_Quoted passage_
Airmen look over A-10s from Battle Creek, Mich. and Baltimore before launching them on a mission. Air Force photo by Tech. Sgt. David Speicher

Airmen look over A-10s from Battle Creek, Mich. and Baltimore before launching them on a mission. Air Force photo by Tech. Sgt. David Speicher

BALTIMORE -- A time compliance technical order has brought several A-10 units here to Warfield Air National Guard Base. 

Planes, pilots and maintenance crews from Air National Guard units at Fort Smith, Ark. and Battle Creek, Mich. along with active duty personnel from Moody Air Force Base, Ga. have been flying since October. 

Wing cracks were discovered in some planes which caused all planes to be inspected.
According to Lt. Col. Tim Schuster, 175th deputy maintenance group commander, there are 127 A-10s throughout the Air Force grounded. Twelve of the effected aircraft are at Warfield Air National Guard Base. 

"All the flyable iron from Fort Smith, Battle Creek and Baltimore are consolidated at Warfield Air National Guard Base," said Lt. Col. Patrick McAlister, 104th Fighter Squadron commander. "Consolidation, coupled with extra manpower from the respective bases has allowed us to build a bridge to a future date when the fleet is once again healthy." 

This allows the pilots from all the bases to maintain currency with planes that were not affected. Not only are pilots flying missions from Warfield but they are also practicing using the new flight simulator here. 

There is a team with personnel from other units to keep the planes flying. "We are augmented by other units. It is a coalition effort to produce the sorties," said Lt. Col. Dan Marino, 175th Operations Group Commander. The extra manpower made it possible to fly 194 sorties in the first two weeks in December.

_Recorded information_
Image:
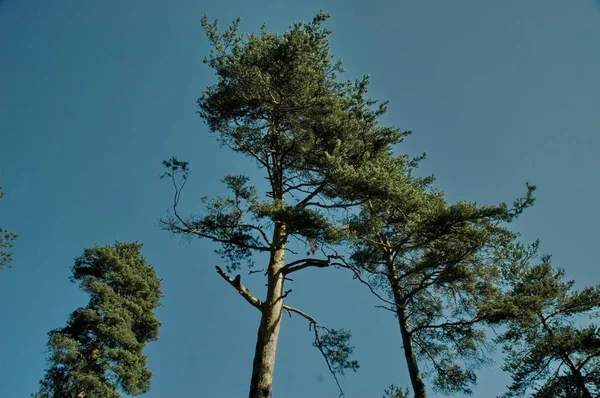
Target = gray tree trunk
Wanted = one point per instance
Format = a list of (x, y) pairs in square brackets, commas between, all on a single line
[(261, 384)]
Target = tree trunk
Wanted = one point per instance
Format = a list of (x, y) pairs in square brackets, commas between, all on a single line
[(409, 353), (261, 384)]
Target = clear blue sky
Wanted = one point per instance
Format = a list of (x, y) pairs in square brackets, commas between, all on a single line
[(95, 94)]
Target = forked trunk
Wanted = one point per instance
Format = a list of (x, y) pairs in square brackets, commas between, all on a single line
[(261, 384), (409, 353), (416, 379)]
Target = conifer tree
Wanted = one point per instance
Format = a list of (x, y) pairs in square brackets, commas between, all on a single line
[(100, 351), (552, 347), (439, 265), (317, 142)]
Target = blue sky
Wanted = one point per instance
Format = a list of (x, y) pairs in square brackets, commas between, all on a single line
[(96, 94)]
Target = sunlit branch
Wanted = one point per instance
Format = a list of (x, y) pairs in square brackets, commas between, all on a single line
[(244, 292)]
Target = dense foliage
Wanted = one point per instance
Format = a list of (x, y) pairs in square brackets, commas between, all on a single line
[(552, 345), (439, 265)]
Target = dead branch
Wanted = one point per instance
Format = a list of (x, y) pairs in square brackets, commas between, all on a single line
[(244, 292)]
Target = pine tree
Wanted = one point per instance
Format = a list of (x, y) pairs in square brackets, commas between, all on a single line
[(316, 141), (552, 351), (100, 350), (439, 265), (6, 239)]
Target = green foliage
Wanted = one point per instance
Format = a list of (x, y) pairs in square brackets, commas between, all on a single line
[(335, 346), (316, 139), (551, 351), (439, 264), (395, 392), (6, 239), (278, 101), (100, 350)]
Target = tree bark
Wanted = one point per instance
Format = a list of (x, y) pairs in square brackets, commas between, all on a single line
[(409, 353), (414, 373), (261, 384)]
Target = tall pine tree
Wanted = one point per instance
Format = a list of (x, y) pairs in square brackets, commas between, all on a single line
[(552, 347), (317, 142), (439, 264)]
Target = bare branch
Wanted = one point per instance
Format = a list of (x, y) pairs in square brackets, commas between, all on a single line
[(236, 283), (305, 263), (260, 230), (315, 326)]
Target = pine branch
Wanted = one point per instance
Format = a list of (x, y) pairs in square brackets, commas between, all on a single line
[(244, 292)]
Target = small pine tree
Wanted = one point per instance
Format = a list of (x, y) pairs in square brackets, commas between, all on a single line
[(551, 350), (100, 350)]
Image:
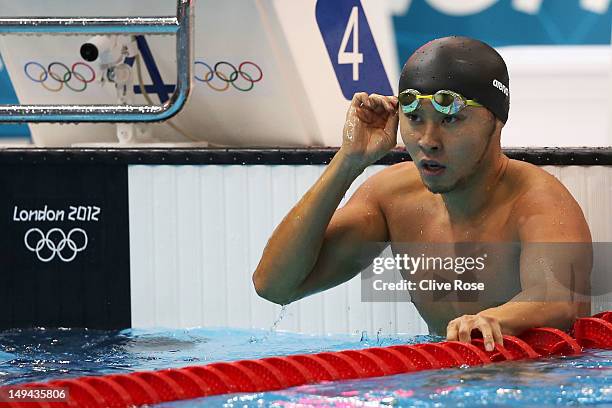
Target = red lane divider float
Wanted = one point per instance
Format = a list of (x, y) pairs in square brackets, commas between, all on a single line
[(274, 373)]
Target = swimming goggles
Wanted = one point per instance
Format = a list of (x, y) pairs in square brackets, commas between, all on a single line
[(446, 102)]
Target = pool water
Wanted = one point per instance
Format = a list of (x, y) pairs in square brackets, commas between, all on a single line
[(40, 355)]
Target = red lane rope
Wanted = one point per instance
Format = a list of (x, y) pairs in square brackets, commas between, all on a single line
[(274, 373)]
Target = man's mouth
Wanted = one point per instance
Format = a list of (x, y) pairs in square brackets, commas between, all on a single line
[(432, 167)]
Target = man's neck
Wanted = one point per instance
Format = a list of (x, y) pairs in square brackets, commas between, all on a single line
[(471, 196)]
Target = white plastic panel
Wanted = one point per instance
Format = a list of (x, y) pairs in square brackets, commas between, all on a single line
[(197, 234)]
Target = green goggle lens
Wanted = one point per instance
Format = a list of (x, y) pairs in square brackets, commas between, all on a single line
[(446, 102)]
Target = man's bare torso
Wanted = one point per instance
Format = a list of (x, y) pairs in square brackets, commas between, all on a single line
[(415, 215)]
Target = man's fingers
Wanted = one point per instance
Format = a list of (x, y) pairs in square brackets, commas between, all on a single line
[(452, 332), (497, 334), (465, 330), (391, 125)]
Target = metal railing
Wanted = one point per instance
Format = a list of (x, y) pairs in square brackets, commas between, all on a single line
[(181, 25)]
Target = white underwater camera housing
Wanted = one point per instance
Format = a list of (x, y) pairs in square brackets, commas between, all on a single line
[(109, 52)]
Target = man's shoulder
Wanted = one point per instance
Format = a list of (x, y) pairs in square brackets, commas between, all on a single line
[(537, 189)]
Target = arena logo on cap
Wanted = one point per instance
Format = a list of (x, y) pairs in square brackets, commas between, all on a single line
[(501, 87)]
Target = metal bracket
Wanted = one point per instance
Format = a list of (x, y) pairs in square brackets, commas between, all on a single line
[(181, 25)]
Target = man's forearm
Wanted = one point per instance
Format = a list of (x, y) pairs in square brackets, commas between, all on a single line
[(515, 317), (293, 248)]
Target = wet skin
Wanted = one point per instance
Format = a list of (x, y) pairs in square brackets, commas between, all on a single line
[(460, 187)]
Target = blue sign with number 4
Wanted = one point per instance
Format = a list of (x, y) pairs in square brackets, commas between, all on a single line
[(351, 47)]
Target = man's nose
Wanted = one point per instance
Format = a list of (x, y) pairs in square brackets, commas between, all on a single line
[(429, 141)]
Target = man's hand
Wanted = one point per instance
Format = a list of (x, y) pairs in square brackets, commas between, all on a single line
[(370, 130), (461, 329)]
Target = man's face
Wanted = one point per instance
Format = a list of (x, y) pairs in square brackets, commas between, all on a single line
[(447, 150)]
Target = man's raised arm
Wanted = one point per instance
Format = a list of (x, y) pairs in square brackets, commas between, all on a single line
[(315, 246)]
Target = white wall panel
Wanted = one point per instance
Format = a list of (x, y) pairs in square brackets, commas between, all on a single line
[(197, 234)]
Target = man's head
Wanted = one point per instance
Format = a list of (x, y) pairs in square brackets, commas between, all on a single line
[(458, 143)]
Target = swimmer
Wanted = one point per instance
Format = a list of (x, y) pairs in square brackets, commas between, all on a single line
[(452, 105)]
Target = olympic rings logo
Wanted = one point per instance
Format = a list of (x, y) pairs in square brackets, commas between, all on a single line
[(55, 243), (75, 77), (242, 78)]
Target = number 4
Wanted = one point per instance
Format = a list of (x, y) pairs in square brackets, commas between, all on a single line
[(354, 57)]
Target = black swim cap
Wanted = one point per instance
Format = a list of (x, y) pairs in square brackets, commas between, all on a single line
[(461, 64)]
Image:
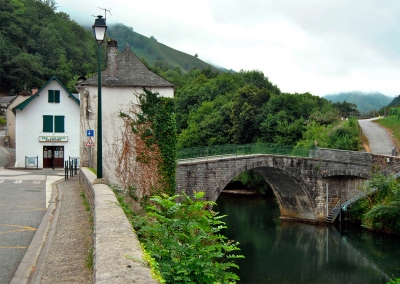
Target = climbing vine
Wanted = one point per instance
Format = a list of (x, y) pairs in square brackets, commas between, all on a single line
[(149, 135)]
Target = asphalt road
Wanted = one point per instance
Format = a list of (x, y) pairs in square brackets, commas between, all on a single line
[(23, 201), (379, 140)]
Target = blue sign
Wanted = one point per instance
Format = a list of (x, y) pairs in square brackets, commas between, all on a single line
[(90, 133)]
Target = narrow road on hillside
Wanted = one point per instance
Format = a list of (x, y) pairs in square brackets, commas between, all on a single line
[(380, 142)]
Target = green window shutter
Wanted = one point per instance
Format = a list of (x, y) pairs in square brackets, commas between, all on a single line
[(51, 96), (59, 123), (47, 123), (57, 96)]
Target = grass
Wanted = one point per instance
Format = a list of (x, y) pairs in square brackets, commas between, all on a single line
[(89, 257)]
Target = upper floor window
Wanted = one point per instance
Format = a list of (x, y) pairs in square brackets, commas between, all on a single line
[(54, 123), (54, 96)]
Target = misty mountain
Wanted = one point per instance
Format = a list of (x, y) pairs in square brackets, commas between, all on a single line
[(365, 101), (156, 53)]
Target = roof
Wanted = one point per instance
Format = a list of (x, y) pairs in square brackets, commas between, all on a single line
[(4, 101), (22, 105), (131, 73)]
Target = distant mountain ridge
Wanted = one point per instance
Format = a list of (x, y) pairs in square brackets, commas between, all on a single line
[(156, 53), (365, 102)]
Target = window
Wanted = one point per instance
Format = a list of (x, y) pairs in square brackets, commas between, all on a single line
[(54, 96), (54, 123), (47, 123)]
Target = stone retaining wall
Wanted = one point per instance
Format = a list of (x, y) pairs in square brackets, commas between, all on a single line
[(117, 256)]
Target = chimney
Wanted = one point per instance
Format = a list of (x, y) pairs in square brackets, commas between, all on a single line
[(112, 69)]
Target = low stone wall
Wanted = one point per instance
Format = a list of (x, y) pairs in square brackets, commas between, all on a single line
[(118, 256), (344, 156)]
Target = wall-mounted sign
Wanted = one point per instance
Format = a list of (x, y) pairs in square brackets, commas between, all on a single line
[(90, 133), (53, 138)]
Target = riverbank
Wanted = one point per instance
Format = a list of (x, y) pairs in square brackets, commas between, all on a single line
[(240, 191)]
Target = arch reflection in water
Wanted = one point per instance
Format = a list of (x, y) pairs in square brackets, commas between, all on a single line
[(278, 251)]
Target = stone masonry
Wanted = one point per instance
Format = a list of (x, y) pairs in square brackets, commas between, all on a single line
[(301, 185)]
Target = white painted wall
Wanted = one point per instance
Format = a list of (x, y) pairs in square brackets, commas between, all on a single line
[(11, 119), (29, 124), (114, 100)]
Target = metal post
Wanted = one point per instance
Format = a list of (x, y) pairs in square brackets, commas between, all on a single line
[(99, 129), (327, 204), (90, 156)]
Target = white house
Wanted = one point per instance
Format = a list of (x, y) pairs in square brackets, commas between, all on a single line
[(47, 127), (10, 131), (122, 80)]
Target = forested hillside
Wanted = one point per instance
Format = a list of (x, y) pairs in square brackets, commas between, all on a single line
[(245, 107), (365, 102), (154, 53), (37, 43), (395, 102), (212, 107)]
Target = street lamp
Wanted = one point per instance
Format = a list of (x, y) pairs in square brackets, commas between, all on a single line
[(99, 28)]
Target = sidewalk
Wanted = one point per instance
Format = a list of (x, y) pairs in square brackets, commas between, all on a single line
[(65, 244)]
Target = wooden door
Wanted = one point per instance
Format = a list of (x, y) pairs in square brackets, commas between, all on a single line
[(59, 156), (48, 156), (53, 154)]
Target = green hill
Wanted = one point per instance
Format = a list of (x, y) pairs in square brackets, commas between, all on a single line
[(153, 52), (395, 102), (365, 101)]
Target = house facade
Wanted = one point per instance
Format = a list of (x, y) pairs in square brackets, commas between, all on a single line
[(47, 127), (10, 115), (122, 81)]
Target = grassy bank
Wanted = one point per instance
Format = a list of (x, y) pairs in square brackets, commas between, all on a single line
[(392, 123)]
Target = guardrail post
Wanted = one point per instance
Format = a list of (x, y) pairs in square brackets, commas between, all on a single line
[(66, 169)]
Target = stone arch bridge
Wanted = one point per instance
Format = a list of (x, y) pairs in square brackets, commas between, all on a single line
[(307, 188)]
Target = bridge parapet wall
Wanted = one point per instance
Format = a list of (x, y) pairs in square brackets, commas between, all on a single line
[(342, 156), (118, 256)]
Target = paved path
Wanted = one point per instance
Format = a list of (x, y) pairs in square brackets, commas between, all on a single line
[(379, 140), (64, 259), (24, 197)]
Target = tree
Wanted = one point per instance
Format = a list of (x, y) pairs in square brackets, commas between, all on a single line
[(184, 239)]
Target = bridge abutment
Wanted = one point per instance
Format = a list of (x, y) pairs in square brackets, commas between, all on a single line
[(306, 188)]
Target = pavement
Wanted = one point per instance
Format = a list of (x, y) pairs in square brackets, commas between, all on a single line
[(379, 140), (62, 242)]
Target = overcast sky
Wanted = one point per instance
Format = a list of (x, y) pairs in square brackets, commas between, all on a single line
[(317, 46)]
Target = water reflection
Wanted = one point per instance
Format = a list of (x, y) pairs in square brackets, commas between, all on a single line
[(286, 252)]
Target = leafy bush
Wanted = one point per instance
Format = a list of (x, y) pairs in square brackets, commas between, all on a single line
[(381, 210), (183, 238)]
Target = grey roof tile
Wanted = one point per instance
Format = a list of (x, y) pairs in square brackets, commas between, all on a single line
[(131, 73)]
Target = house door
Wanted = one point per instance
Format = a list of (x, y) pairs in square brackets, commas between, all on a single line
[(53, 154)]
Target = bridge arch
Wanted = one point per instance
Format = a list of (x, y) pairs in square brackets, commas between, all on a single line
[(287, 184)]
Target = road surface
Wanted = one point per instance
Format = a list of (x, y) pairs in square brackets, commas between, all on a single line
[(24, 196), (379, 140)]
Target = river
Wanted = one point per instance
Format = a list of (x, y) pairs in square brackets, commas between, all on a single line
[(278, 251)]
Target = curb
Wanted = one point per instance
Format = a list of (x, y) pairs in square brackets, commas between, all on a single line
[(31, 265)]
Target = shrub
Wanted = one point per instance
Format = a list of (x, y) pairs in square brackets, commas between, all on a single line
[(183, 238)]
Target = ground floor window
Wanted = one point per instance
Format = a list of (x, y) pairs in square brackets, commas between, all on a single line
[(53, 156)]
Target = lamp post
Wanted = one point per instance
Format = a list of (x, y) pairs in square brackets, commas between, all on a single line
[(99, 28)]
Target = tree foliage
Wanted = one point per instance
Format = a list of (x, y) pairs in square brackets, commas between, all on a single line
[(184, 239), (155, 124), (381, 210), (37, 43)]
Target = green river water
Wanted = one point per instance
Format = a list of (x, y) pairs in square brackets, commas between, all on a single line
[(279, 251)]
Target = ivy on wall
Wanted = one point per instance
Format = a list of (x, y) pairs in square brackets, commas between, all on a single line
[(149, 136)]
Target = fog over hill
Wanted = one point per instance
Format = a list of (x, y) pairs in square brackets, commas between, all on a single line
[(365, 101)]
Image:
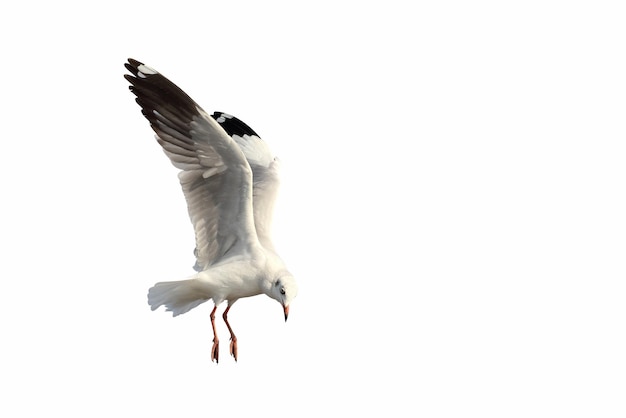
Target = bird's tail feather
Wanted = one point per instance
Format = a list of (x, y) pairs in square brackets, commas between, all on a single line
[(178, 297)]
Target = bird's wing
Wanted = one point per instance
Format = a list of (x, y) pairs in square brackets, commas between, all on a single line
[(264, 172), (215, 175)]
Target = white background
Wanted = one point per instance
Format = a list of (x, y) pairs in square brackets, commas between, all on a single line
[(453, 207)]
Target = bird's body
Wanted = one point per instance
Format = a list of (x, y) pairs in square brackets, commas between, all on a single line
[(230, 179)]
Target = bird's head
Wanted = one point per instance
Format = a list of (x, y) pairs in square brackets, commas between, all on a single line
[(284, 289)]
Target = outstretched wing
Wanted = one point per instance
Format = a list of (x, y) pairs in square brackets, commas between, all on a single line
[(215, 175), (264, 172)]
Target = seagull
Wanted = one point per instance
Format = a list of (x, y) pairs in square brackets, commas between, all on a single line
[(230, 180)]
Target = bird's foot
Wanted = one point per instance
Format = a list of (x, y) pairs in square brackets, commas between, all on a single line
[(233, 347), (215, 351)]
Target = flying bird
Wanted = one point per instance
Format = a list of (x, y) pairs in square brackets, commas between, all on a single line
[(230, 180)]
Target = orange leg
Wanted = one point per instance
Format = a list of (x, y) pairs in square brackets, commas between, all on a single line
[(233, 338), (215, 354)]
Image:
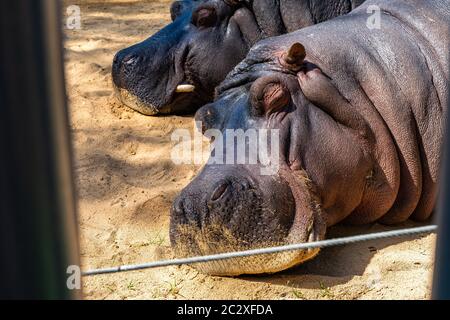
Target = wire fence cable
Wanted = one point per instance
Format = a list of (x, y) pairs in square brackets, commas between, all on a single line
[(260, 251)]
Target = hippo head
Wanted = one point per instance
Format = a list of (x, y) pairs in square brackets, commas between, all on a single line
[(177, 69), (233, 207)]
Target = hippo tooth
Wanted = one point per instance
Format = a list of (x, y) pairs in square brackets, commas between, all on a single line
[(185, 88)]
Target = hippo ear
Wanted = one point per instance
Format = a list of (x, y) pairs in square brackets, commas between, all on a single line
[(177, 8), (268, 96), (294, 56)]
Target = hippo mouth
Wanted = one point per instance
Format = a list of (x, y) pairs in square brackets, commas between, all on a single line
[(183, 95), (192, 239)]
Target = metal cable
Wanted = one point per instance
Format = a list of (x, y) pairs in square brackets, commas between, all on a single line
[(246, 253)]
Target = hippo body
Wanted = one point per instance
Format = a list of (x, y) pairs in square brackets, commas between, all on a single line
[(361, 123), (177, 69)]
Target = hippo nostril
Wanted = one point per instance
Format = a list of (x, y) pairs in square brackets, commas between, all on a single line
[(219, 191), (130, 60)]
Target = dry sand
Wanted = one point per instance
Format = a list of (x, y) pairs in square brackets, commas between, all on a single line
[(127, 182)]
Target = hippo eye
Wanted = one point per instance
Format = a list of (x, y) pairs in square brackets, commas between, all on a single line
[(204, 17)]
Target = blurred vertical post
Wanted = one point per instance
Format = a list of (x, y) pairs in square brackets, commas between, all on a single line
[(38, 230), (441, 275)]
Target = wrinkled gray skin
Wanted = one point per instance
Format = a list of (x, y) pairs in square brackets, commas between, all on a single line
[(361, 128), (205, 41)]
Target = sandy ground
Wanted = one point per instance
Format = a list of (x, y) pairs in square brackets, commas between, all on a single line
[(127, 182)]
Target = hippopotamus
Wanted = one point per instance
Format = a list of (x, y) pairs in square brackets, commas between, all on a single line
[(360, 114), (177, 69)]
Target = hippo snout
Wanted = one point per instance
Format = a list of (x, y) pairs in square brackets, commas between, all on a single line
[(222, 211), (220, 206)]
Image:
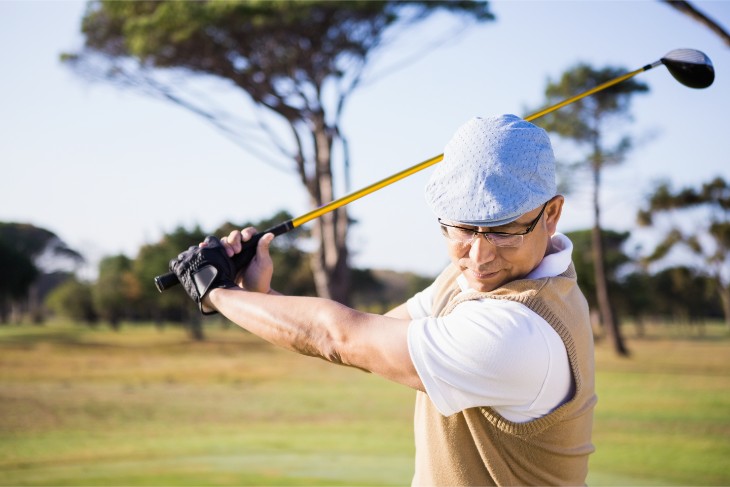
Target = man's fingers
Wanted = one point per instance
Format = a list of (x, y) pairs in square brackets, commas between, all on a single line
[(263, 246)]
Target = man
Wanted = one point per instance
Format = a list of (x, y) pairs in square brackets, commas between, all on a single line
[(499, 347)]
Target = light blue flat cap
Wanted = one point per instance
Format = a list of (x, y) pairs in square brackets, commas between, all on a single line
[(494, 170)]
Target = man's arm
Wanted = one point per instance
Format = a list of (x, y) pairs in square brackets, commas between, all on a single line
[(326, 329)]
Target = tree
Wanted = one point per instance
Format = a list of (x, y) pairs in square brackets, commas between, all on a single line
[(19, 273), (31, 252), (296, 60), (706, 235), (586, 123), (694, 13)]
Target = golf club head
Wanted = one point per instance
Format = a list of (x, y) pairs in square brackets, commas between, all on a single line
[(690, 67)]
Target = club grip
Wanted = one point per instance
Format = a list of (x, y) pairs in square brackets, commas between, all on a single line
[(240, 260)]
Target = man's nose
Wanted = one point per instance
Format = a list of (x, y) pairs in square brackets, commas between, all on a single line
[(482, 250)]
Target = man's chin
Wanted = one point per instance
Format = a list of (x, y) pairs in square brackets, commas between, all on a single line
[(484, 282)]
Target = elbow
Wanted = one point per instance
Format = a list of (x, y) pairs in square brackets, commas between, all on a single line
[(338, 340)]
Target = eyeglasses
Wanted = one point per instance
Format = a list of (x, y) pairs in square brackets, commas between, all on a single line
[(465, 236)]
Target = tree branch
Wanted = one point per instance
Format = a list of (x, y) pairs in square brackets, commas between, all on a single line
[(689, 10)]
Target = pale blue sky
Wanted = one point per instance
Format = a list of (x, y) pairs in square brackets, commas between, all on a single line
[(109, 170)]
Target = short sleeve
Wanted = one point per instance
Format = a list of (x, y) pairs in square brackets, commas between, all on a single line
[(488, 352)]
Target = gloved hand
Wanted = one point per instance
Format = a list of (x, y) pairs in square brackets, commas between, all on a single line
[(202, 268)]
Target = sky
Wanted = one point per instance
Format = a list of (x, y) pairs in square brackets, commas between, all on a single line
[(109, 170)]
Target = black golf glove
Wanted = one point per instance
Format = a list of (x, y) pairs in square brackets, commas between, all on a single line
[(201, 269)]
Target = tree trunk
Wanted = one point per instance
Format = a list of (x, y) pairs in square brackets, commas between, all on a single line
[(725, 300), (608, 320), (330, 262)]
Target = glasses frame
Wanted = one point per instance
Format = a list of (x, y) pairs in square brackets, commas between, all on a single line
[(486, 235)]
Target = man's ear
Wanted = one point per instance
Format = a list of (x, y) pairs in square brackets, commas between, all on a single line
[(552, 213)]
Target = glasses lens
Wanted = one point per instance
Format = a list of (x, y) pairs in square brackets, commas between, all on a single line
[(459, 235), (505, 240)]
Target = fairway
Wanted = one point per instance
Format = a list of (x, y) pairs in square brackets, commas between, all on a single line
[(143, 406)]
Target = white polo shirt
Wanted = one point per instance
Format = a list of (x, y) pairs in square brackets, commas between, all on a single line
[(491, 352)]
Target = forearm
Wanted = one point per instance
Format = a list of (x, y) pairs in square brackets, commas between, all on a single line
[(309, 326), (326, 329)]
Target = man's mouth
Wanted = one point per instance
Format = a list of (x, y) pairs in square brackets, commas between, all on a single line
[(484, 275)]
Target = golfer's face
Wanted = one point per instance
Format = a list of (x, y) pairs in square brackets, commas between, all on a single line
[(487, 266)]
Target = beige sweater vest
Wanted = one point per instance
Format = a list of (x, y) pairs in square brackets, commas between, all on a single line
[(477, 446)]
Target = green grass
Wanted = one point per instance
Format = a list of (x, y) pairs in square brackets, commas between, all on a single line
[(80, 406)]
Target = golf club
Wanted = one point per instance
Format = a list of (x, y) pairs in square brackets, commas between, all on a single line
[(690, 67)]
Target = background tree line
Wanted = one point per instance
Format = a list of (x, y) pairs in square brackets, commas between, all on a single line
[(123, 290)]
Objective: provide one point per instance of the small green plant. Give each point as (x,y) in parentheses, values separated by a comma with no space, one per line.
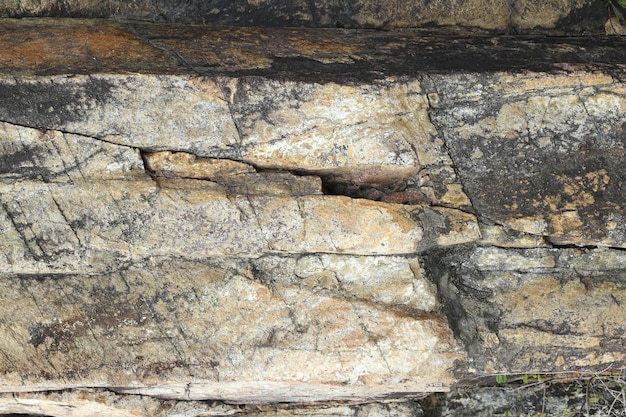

_Exercise objective_
Render this sentence from the article about A-10s at Warfield Air National Guard Base into Spanish: "Wing cracks were discovered in some planes which caused all planes to be inspected." The records have no connection to the text.

_Response to this task_
Se descubrieron grietas en las alas de algunos aviones, lo que hizo que se inspeccionaran todos los aviones.